#### EXERCISE PASSAGE

To realize whether we're fooling ourselves (or, worse, others) we need to test our strategy on very large samples, moreover by scrutinizing our results by simple distribution issues that have nothing to share with the betting amount we've employed unless belonging to the same category.

Therefore any unit class must get a long term W/L ratio, that is must win by flat betting, otherwise we should directly skip to the superior unit class which had demonstrated to be worthwhile. And so on.

In fact, there's no point to bet 1 if we know W=L and the same for superior betting classes.
So it's not the betting amount which cares, the W/L ratio does.

That is most part of the baccarat spots (W=L) are particularly susceptible of variance at either way: When we'll catch the positive side we'd think to play with an advantage and when we endure the negative side, we feel ourselves as unlucky or having made many wrong moves.

########

**TASK INSTRUCTIONS**
- A) According to the baccarat betting passage, what must any unit class achieve over the long term?
- B) Using the baccarat betting passage, mark each statement yes or no and quote the words that decide it. (i) The betting amount is what matters most. (ii) A strategy should be tested on very large samples. (iii) Betting 1 makes sense when W=L is known.
- C) Proceed with the baccarat betting passage, picking up after its last sentence and keeping its voice.

#### INPUT DATA

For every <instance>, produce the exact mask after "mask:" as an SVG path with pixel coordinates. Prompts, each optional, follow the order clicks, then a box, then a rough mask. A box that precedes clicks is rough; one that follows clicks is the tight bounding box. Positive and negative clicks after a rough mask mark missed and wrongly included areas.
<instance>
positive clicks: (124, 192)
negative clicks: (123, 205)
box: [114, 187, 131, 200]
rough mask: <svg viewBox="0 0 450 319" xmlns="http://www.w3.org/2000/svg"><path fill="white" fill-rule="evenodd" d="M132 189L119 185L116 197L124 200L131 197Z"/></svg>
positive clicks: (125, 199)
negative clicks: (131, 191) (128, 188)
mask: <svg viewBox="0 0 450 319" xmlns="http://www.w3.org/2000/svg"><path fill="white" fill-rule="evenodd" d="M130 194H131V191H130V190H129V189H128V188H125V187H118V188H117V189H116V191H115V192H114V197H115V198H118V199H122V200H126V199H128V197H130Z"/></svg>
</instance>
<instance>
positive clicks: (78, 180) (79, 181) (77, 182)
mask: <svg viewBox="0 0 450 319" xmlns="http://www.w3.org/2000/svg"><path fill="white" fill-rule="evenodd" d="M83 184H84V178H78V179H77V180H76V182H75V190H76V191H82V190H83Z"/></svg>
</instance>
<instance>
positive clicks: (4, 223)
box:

########

**TASK-BY-TASK RESULTS**
- A) It must get a long-term W/L ratio, meaning it must win by flat betting.

- B)
(i) No: "So it's not the betting amount which cares, the W/L ratio does."
(ii) Yes: "we need to test our strategy on very large samples"
(iii) No: "there's no point to bet 1 if we know W=L"

- C)
But the only pure wrong moves to make at baccarat are just represented by playing too many hands. 

Actually and besides of rare opportunities happening, the 'subjective' element cannot get any significant room to produce profits. After all the vast majority of players adopt this way of thought and we all know the results.

OoOoO

If you'd assign a +1 or -1 number to the innumerable back to back situations that bac provides, you'll see that no consistent values will overcome others, unless you set up 'limited' random walks movements.
Even by following this procedure, variance doesn't make 'easy' to get more wins than losses for the strong asymmetrical amplitude coming out from the card distribution, needing a fair number of decisions to detect what's is really more probable to show up at some point.
On the other end, what is supposed to be more likely by math remains more likely to show up, independently of the spot we've chosen to bet (then it could be taken randomly). 

So we may postulate that the 'uncertainty' is inversely proportional to the number of hands dealt.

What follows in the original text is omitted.